--- Begin SUPPLIED ENTRIES ---

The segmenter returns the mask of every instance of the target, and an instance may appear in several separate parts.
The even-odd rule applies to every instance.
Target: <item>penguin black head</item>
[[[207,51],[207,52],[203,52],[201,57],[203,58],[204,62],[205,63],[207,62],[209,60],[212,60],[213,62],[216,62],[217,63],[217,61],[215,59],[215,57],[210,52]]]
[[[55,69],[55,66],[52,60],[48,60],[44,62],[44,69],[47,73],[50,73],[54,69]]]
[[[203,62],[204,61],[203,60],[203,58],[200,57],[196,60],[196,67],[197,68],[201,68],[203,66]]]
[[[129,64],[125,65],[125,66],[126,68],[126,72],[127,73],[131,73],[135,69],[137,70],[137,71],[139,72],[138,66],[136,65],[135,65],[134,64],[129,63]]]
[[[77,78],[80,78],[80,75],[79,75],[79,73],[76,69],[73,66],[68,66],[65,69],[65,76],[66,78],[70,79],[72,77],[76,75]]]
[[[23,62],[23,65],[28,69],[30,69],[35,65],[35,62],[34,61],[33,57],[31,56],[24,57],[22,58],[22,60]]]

--- End SUPPLIED ENTRIES ---

## THE EXERCISE
Reproduce all of the rows above verbatim, keeping every line and character unchanged.

## REPLY
The segmenter returns the mask of every instance of the target, and an instance may appear in several separate parts.
The even-odd rule applies to every instance.
Target: <item>penguin black head</item>
[[[207,51],[207,52],[203,52],[201,57],[203,58],[204,62],[205,63],[207,62],[209,60],[212,60],[213,62],[216,62],[217,63],[217,61],[215,59],[215,57],[210,52]]]
[[[55,69],[55,66],[52,60],[48,60],[44,62],[44,69],[47,73],[50,73],[54,69]]]
[[[203,62],[204,61],[203,60],[203,58],[200,57],[196,60],[196,67],[197,68],[201,68],[203,66]]]
[[[129,64],[125,65],[125,66],[126,68],[126,72],[127,73],[131,73],[135,69],[137,70],[137,71],[139,72],[138,66],[136,65],[135,65],[134,64],[129,63]]]
[[[77,78],[80,78],[80,75],[79,75],[79,73],[76,69],[73,66],[68,66],[65,69],[65,76],[66,78],[70,79],[72,77],[76,75]]]
[[[23,62],[23,65],[28,69],[30,69],[35,65],[35,62],[34,61],[33,57],[31,56],[24,57],[22,58],[22,60]]]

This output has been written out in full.